• _EXERCISE AIM_:
Full transcription, minus images: write out the listing below exactly as it appears.

• _INFORMATION GIVEN_:
= Beginning of Section =
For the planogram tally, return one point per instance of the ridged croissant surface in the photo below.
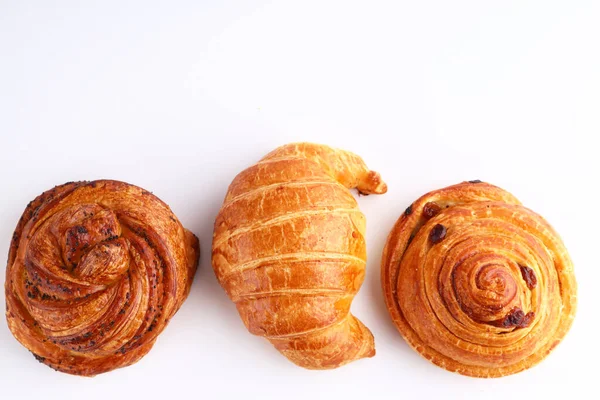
(477, 283)
(289, 250)
(95, 271)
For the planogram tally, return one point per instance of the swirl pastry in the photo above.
(477, 283)
(289, 250)
(95, 271)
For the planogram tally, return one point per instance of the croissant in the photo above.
(477, 283)
(95, 272)
(289, 250)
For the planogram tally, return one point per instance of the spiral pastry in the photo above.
(95, 271)
(289, 250)
(477, 283)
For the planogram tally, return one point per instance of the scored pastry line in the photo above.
(299, 256)
(304, 182)
(281, 218)
(292, 291)
(312, 331)
(282, 158)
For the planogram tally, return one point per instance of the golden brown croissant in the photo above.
(95, 271)
(477, 283)
(289, 250)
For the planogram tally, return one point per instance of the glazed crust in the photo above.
(95, 271)
(289, 250)
(491, 297)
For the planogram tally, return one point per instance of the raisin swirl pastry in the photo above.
(477, 283)
(95, 271)
(289, 250)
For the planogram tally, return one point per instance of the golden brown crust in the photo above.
(477, 283)
(289, 250)
(95, 271)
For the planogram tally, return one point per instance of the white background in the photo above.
(179, 96)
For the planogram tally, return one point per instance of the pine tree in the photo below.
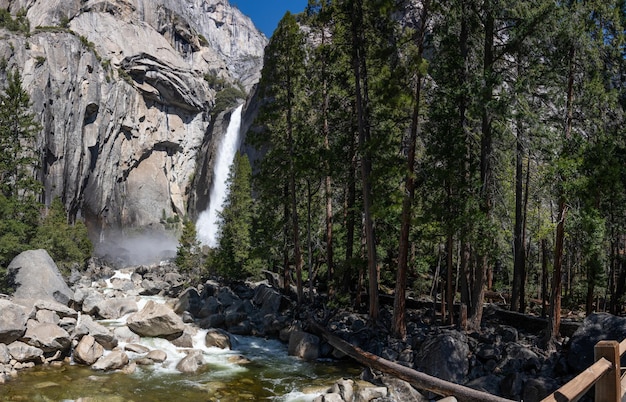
(233, 258)
(67, 244)
(284, 127)
(19, 167)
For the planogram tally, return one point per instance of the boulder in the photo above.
(212, 321)
(188, 301)
(47, 337)
(47, 316)
(61, 310)
(25, 353)
(536, 389)
(34, 275)
(112, 361)
(366, 394)
(186, 339)
(444, 356)
(344, 388)
(191, 363)
(157, 356)
(153, 287)
(268, 299)
(124, 334)
(5, 356)
(117, 307)
(218, 338)
(156, 320)
(88, 351)
(91, 302)
(136, 348)
(87, 326)
(401, 390)
(304, 345)
(12, 321)
(596, 327)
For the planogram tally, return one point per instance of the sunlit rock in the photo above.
(34, 275)
(22, 352)
(12, 321)
(156, 320)
(218, 338)
(304, 345)
(116, 307)
(87, 326)
(112, 361)
(157, 356)
(191, 363)
(88, 351)
(48, 337)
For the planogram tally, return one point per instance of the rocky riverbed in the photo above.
(98, 319)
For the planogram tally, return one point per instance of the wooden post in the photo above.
(463, 317)
(608, 387)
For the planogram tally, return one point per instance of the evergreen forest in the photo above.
(454, 149)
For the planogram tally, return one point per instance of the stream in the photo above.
(254, 369)
(271, 375)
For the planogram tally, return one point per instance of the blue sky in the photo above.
(266, 13)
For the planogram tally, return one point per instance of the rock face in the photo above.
(156, 320)
(12, 322)
(123, 118)
(88, 351)
(596, 327)
(34, 275)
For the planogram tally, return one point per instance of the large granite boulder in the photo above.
(117, 307)
(304, 345)
(444, 356)
(596, 327)
(12, 321)
(268, 299)
(25, 353)
(191, 363)
(217, 338)
(156, 320)
(87, 326)
(47, 337)
(115, 360)
(88, 351)
(34, 275)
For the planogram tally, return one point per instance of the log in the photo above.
(416, 378)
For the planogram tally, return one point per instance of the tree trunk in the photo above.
(399, 321)
(554, 314)
(362, 107)
(519, 266)
(449, 284)
(486, 150)
(350, 219)
(418, 379)
(328, 180)
(295, 227)
(544, 277)
(286, 263)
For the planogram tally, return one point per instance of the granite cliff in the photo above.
(126, 91)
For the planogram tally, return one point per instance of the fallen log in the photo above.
(418, 379)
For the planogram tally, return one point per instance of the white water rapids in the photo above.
(207, 226)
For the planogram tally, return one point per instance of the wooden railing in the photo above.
(605, 374)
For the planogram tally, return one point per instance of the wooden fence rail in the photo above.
(605, 374)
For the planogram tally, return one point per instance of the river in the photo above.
(266, 373)
(271, 375)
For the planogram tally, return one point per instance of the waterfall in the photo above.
(207, 224)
= End of Section =
• _EXPECTED OUTPUT_:
For the planogram tally, return one point per instance of the ridged croissant surface in the photo below.
(477, 283)
(289, 250)
(95, 271)
For the planogram tally, return one point per instance of the swirl pastry in the photo above.
(477, 283)
(289, 250)
(95, 271)
For the planogram tally, return one point per instance of the croissant in the photo above.
(477, 283)
(95, 272)
(289, 250)
For the planogram tally, return one point per instance of the spiral pastry in the photo above.
(95, 271)
(289, 250)
(477, 283)
For the planogram tally, return one point per instance of the scored pastry line in the photo above.
(299, 256)
(304, 182)
(281, 218)
(292, 291)
(312, 331)
(282, 158)
For the planogram tally, return one point per instance of the golden brown croissant in the photo above.
(95, 271)
(477, 283)
(289, 250)
For the planogram tally, return one point per instance of the glazed crust in the photo above.
(95, 271)
(289, 250)
(491, 297)
For the planogram tally, return one point per instance of the raisin swirl pastry in the photo above.
(477, 283)
(95, 271)
(289, 250)
For the planogram tally, return one point per instance of the golden brown crust in the photo above.
(477, 283)
(289, 250)
(95, 271)
For the planogram tally, return one point per instance of the white background in the photo above.
(179, 96)
For the planogram tally, return one point per instance of the pine tree in the photo below.
(233, 258)
(67, 244)
(284, 127)
(19, 167)
For the planogram tally, return one point per instance of the boulder in the photo above.
(212, 321)
(188, 301)
(47, 337)
(47, 316)
(61, 310)
(25, 353)
(536, 389)
(34, 275)
(112, 361)
(366, 394)
(186, 339)
(444, 356)
(344, 388)
(191, 363)
(157, 356)
(153, 287)
(268, 299)
(124, 334)
(5, 356)
(117, 307)
(218, 338)
(156, 320)
(88, 351)
(91, 302)
(136, 348)
(87, 326)
(401, 390)
(304, 345)
(12, 321)
(596, 327)
For the planogram tally, return one point per instance of the sunlit rock in the photo above.
(34, 275)
(22, 352)
(12, 321)
(156, 320)
(218, 338)
(304, 345)
(116, 307)
(87, 326)
(112, 361)
(157, 356)
(191, 363)
(88, 351)
(48, 337)
For the planogram tally, return one point per instance of the rocky riverbed in the photo above.
(98, 319)
For the planogram tally, return one point per instance of the wooden post in the photo above.
(463, 317)
(608, 387)
For the planogram tally, return one point per instance of the evergreen forest in the photo above.
(454, 149)
For the planogram tally, return one point per instance of the stream in the photo above.
(254, 369)
(271, 375)
For the planogram tally, return one point per instance of the blue sky in the photo above.
(266, 13)
For the planogram tally, return one point per instance of the rock face in the photo above.
(156, 320)
(12, 322)
(123, 118)
(88, 351)
(596, 327)
(34, 275)
For the planogram tally, return one point per instance of the large granite boulder in the photo above.
(117, 307)
(304, 345)
(444, 356)
(596, 327)
(12, 321)
(268, 299)
(25, 353)
(191, 363)
(217, 338)
(156, 320)
(87, 326)
(47, 337)
(115, 360)
(88, 351)
(34, 275)
For the planogram tally, return one point per instance of the log in the photo above.
(416, 378)
For the planogram tally, return one point per instance of the tree trunk in the photo above.
(399, 321)
(554, 314)
(362, 107)
(519, 266)
(449, 284)
(486, 150)
(350, 219)
(418, 379)
(328, 180)
(295, 227)
(544, 277)
(286, 263)
For the planogram tally, return one point per instance of the granite cliff in the photo above.
(126, 91)
For the planogram tally, return one point per instance of the fallen log in the photo above.
(418, 379)
For the planogram tally, return one point per instance of the white water rapids in the photo above.
(207, 226)
For the planogram tally, return one point per instance of the wooden railing in the photo above.
(605, 374)
For the planogram tally, return one point per instance of the wooden fence rail in the photo above.
(605, 374)
For the planogram tally, return one point per instance of the river in the photo above.
(266, 373)
(271, 375)
For the planogram tally, return one point per instance of the waterfall in the photo above.
(207, 224)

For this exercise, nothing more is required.